Work instruction: After going through the data, give the number of lines that contain the word "target" as your sole answer.

^^^^

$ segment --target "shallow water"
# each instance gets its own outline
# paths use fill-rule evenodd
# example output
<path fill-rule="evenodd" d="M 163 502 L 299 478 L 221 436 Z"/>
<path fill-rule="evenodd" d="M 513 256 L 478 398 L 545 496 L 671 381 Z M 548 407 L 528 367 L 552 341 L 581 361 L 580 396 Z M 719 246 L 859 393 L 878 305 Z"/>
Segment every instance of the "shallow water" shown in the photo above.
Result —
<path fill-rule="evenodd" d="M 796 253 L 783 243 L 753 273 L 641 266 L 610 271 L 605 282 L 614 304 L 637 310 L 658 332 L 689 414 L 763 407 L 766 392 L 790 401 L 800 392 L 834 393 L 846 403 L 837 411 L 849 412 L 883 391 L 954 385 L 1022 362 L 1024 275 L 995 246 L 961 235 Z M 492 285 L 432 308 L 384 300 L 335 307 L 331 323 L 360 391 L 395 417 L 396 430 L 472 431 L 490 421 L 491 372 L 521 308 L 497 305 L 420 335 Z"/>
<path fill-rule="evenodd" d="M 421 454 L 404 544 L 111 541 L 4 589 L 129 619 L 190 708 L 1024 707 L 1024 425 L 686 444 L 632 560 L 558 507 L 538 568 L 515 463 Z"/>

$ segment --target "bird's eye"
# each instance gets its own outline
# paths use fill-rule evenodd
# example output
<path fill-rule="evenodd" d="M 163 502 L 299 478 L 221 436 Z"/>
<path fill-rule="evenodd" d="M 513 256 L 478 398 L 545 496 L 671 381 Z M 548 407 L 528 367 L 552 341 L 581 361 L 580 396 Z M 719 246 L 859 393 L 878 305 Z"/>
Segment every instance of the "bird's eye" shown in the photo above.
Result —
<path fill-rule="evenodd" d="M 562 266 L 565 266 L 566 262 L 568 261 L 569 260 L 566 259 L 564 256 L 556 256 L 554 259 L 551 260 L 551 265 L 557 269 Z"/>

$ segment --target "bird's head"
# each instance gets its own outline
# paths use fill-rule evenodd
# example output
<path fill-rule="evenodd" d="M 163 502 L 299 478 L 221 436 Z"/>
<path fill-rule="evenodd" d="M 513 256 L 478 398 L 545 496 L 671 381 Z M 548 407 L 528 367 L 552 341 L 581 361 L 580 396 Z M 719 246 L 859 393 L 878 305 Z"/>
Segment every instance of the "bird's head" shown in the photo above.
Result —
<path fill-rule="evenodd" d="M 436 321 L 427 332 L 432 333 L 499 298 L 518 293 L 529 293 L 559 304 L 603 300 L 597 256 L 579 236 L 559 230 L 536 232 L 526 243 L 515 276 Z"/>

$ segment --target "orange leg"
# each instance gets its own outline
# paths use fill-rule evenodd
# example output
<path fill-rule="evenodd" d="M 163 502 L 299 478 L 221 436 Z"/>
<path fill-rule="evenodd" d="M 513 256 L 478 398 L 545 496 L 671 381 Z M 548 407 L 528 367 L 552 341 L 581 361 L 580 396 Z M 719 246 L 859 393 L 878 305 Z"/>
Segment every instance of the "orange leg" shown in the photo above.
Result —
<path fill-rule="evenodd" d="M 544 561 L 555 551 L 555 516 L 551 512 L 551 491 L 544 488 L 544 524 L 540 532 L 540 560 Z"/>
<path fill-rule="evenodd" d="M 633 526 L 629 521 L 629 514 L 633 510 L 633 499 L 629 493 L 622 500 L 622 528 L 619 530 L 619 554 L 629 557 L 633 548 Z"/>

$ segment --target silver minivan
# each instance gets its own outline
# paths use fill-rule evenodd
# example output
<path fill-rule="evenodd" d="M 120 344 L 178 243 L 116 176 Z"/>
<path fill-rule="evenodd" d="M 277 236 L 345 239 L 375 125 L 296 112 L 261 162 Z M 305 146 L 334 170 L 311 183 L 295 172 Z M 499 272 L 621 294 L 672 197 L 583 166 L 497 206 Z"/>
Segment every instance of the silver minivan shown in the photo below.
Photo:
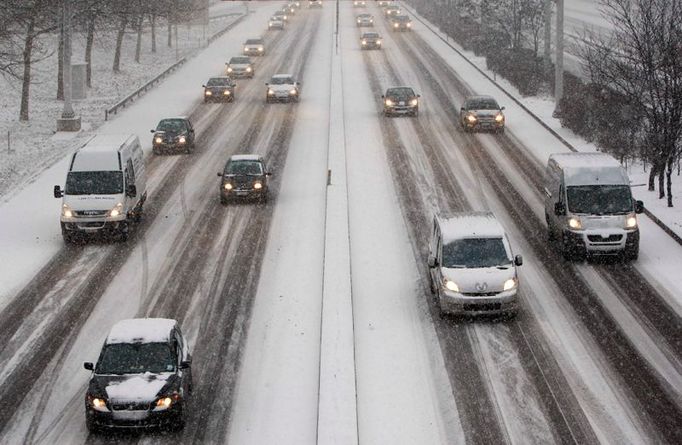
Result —
<path fill-rule="evenodd" d="M 492 213 L 434 216 L 428 266 L 441 314 L 516 315 L 521 264 Z"/>
<path fill-rule="evenodd" d="M 637 214 L 630 179 L 620 163 L 605 153 L 558 153 L 545 170 L 545 219 L 550 240 L 564 258 L 587 254 L 639 255 Z"/>

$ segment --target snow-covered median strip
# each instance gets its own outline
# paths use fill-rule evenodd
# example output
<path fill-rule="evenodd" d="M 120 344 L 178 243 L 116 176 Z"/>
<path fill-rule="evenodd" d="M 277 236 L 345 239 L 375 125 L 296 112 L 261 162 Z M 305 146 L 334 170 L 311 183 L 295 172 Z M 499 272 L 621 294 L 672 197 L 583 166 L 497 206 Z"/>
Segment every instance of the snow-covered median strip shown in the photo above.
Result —
<path fill-rule="evenodd" d="M 358 431 L 341 53 L 331 60 L 317 443 L 351 445 Z"/>

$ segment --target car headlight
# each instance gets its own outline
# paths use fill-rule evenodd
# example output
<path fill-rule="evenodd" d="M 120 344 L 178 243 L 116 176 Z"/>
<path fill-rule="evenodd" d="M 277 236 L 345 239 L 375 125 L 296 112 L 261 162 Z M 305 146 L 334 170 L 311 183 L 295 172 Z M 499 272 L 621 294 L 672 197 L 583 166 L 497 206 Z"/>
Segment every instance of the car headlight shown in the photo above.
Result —
<path fill-rule="evenodd" d="M 224 94 L 225 96 L 229 96 L 229 95 L 230 95 L 230 90 L 225 90 L 225 91 L 223 91 L 223 94 Z"/>
<path fill-rule="evenodd" d="M 381 40 L 377 40 L 377 45 L 381 45 Z"/>
<path fill-rule="evenodd" d="M 367 40 L 363 40 L 363 41 L 362 41 L 362 44 L 363 44 L 363 45 L 367 45 Z"/>
<path fill-rule="evenodd" d="M 212 96 L 212 95 L 213 95 L 213 93 L 211 93 L 211 92 L 208 91 L 208 90 L 204 91 L 204 94 L 207 95 L 207 96 Z"/>
<path fill-rule="evenodd" d="M 473 124 L 474 122 L 476 122 L 476 116 L 470 114 L 467 116 L 467 120 Z"/>
<path fill-rule="evenodd" d="M 263 48 L 258 48 L 258 51 L 263 51 Z"/>
<path fill-rule="evenodd" d="M 503 289 L 506 290 L 506 291 L 507 291 L 507 290 L 512 290 L 512 289 L 514 289 L 514 288 L 516 287 L 516 283 L 517 283 L 516 278 L 510 278 L 510 279 L 508 279 L 507 281 L 504 282 L 504 287 L 503 287 Z"/>
<path fill-rule="evenodd" d="M 109 408 L 107 408 L 107 401 L 104 398 L 101 397 L 92 397 L 88 396 L 88 405 L 95 411 L 99 411 L 102 413 L 107 413 L 109 412 Z"/>
<path fill-rule="evenodd" d="M 374 20 L 370 20 L 369 23 L 374 23 Z"/>
<path fill-rule="evenodd" d="M 244 47 L 244 51 L 248 52 L 248 51 L 249 51 L 249 48 L 245 46 L 245 47 Z"/>
<path fill-rule="evenodd" d="M 413 107 L 416 107 L 418 103 L 419 103 L 419 101 L 417 99 L 412 99 L 410 101 L 410 105 L 412 105 Z"/>
<path fill-rule="evenodd" d="M 71 210 L 71 207 L 66 204 L 62 204 L 62 216 L 64 218 L 73 218 L 73 211 Z"/>
<path fill-rule="evenodd" d="M 398 26 L 400 26 L 400 25 L 398 25 L 397 23 L 394 23 L 394 24 L 393 24 L 393 27 L 394 27 L 394 28 L 397 28 Z"/>
<path fill-rule="evenodd" d="M 223 188 L 225 190 L 232 190 L 232 184 L 230 184 L 229 182 L 226 182 L 225 185 L 223 185 Z"/>
<path fill-rule="evenodd" d="M 583 223 L 580 221 L 580 218 L 571 217 L 568 218 L 568 227 L 575 230 L 581 230 L 583 228 Z"/>
<path fill-rule="evenodd" d="M 246 72 L 247 72 L 247 73 L 250 73 L 251 71 L 252 71 L 252 70 L 251 70 L 251 67 L 250 67 L 250 66 L 247 66 L 247 67 L 246 67 Z"/>
<path fill-rule="evenodd" d="M 232 68 L 228 66 L 228 67 L 227 67 L 227 72 L 228 72 L 228 73 L 231 73 L 231 72 L 232 72 Z"/>
<path fill-rule="evenodd" d="M 187 138 L 186 138 L 186 137 L 184 137 L 184 136 L 178 137 L 178 143 L 179 143 L 179 144 L 184 144 L 185 142 L 187 142 Z"/>
<path fill-rule="evenodd" d="M 273 94 L 275 94 L 273 90 L 268 90 L 268 96 L 272 96 Z"/>
<path fill-rule="evenodd" d="M 408 28 L 411 28 L 411 27 L 412 27 L 412 23 L 408 23 L 408 24 L 407 24 L 407 27 L 408 27 Z"/>
<path fill-rule="evenodd" d="M 360 20 L 360 19 L 358 19 L 358 23 L 360 23 L 360 22 L 361 22 L 361 20 Z"/>
<path fill-rule="evenodd" d="M 387 107 L 392 107 L 393 106 L 393 101 L 391 99 L 386 99 L 386 102 L 384 102 Z"/>
<path fill-rule="evenodd" d="M 292 96 L 295 96 L 296 94 L 298 94 L 298 91 L 296 91 L 296 89 L 289 90 L 289 94 L 291 94 Z"/>
<path fill-rule="evenodd" d="M 163 396 L 159 397 L 156 399 L 156 403 L 154 404 L 154 411 L 163 411 L 167 410 L 171 406 L 173 406 L 174 403 L 177 403 L 180 400 L 180 394 L 173 393 L 168 396 Z"/>
<path fill-rule="evenodd" d="M 495 116 L 495 122 L 502 122 L 504 121 L 504 114 L 500 113 Z"/>
<path fill-rule="evenodd" d="M 637 217 L 635 215 L 630 215 L 625 218 L 625 228 L 634 229 L 637 227 Z"/>
<path fill-rule="evenodd" d="M 256 190 L 260 190 L 260 189 L 263 188 L 263 184 L 262 184 L 261 182 L 258 182 L 258 181 L 257 181 L 257 182 L 254 182 L 253 188 L 256 189 Z"/>
<path fill-rule="evenodd" d="M 459 292 L 459 286 L 457 286 L 457 283 L 455 283 L 452 280 L 448 280 L 447 278 L 443 280 L 443 286 L 445 286 L 446 289 L 451 290 L 453 292 Z"/>
<path fill-rule="evenodd" d="M 120 216 L 121 213 L 123 212 L 123 203 L 119 202 L 114 206 L 113 209 L 109 210 L 109 216 L 110 218 L 116 218 L 117 216 Z"/>

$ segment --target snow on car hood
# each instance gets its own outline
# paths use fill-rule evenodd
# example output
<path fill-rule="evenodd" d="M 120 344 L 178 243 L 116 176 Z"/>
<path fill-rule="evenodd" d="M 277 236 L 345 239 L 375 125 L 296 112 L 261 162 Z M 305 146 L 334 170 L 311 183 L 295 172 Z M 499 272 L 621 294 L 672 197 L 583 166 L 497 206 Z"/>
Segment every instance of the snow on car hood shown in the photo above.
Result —
<path fill-rule="evenodd" d="M 294 84 L 291 84 L 291 83 L 284 83 L 284 84 L 279 84 L 279 85 L 270 84 L 269 88 L 274 92 L 283 92 L 283 91 L 293 90 L 294 88 L 296 88 L 296 86 Z"/>
<path fill-rule="evenodd" d="M 64 204 L 74 211 L 111 210 L 123 200 L 123 193 L 118 195 L 64 195 Z"/>
<path fill-rule="evenodd" d="M 443 277 L 454 281 L 461 293 L 502 292 L 504 282 L 516 276 L 511 264 L 506 269 L 497 267 L 441 269 Z"/>
<path fill-rule="evenodd" d="M 495 117 L 500 114 L 500 110 L 469 110 L 469 112 L 480 117 Z"/>
<path fill-rule="evenodd" d="M 149 401 L 156 399 L 159 391 L 166 385 L 172 374 L 134 374 L 111 376 L 103 385 L 109 400 L 117 402 Z M 104 376 L 100 376 L 104 377 Z"/>

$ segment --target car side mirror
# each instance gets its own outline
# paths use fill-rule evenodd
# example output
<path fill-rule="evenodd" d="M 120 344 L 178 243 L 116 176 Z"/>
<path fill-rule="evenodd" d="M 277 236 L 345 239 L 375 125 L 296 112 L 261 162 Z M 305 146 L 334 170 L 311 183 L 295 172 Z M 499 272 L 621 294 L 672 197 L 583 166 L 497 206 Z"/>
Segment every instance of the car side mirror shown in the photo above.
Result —
<path fill-rule="evenodd" d="M 180 362 L 180 369 L 189 369 L 190 366 L 192 366 L 191 360 L 183 360 Z"/>
<path fill-rule="evenodd" d="M 265 172 L 265 176 L 272 176 L 272 172 Z"/>
<path fill-rule="evenodd" d="M 126 195 L 130 196 L 131 198 L 137 196 L 137 187 L 135 187 L 135 184 L 130 184 L 128 188 L 126 188 Z"/>
<path fill-rule="evenodd" d="M 221 177 L 222 177 L 222 176 L 223 176 L 223 174 L 222 174 L 222 173 L 220 173 L 220 172 L 218 172 L 218 176 L 221 176 Z"/>
<path fill-rule="evenodd" d="M 201 84 L 201 87 L 202 87 L 202 88 L 206 88 L 206 85 L 204 85 L 204 84 L 202 83 L 202 84 Z"/>
<path fill-rule="evenodd" d="M 563 202 L 557 202 L 554 204 L 554 214 L 557 216 L 562 216 L 566 214 L 566 206 Z"/>
<path fill-rule="evenodd" d="M 382 94 L 382 95 L 381 95 L 381 98 L 382 98 L 382 99 L 385 99 L 385 96 Z"/>
<path fill-rule="evenodd" d="M 156 130 L 151 130 L 152 133 L 156 133 Z"/>
<path fill-rule="evenodd" d="M 83 368 L 87 369 L 88 371 L 92 371 L 95 369 L 95 365 L 93 365 L 92 362 L 85 362 L 83 363 Z"/>
<path fill-rule="evenodd" d="M 429 254 L 426 264 L 428 264 L 429 267 L 436 267 L 436 257 Z"/>
<path fill-rule="evenodd" d="M 265 82 L 265 86 L 268 86 L 268 85 L 270 85 L 270 84 L 269 84 L 269 83 L 267 83 L 267 82 Z"/>
<path fill-rule="evenodd" d="M 64 196 L 64 192 L 62 191 L 62 188 L 58 185 L 54 186 L 54 197 L 55 198 L 61 198 Z"/>
<path fill-rule="evenodd" d="M 461 108 L 459 109 L 459 111 L 466 111 L 466 110 L 464 109 L 464 107 L 461 107 Z"/>
<path fill-rule="evenodd" d="M 644 203 L 640 200 L 635 201 L 635 213 L 644 213 Z"/>
<path fill-rule="evenodd" d="M 521 266 L 523 264 L 523 257 L 521 255 L 516 255 L 514 257 L 514 265 Z"/>
<path fill-rule="evenodd" d="M 421 95 L 421 94 L 417 94 L 417 97 L 422 97 L 422 95 Z"/>
<path fill-rule="evenodd" d="M 500 111 L 504 110 L 504 107 L 500 107 Z"/>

^^^^

Exercise answer: 9